● **What this task involves**:
Put the lines of the material into a JSON list of strings, one string per line, starting with the line containing "# point at: blue ribbon" and running through the last line, both included. Leave out blank lines.

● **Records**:
= = = =
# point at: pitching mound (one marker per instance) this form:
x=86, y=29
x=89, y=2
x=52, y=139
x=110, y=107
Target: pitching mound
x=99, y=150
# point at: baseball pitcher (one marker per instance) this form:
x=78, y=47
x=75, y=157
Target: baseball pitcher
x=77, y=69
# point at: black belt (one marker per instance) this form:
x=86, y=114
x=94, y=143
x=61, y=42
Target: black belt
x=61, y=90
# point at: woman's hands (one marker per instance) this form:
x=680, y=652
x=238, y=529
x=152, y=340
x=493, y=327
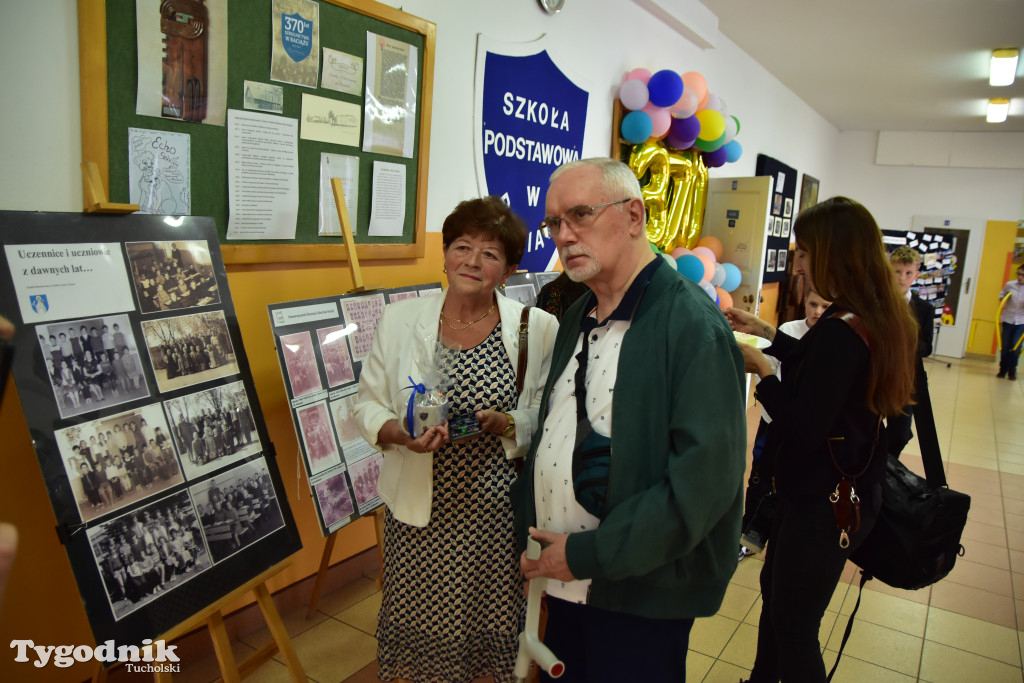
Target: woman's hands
x=740, y=321
x=428, y=441
x=755, y=361
x=493, y=421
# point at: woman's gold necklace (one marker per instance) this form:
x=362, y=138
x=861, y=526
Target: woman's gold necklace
x=466, y=326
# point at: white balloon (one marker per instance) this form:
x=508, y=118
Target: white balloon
x=719, y=275
x=634, y=94
x=686, y=105
x=709, y=290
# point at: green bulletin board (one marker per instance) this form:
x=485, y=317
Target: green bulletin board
x=109, y=95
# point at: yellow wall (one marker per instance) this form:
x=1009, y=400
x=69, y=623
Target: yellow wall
x=41, y=601
x=996, y=267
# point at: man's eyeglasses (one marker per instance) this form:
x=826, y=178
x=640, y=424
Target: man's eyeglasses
x=579, y=217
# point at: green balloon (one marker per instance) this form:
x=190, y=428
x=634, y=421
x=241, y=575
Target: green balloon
x=710, y=145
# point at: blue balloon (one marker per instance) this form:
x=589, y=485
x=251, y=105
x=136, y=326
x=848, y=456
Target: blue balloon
x=637, y=127
x=733, y=151
x=732, y=278
x=690, y=266
x=665, y=88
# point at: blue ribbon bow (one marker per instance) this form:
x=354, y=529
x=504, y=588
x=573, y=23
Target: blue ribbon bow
x=417, y=388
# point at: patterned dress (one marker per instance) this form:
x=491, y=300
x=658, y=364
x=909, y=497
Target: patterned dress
x=453, y=603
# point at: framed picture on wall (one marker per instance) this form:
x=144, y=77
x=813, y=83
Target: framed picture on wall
x=808, y=191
= = = =
● **Result of this exercise**:
[
  "# point at: blue ribbon bow (one marker per instance) this form:",
  "x=354, y=529",
  "x=504, y=588",
  "x=573, y=23",
  "Target: blue ribbon bow",
  "x=417, y=388",
  "# point at: patterned dress (one marker per instance) this form:",
  "x=491, y=300",
  "x=658, y=364",
  "x=909, y=497",
  "Target: patterned dress",
  "x=453, y=603",
  "# point at: framed picture on wall (one marker per instance) this form:",
  "x=144, y=77",
  "x=813, y=83",
  "Target: framed picture on wall",
  "x=808, y=191"
]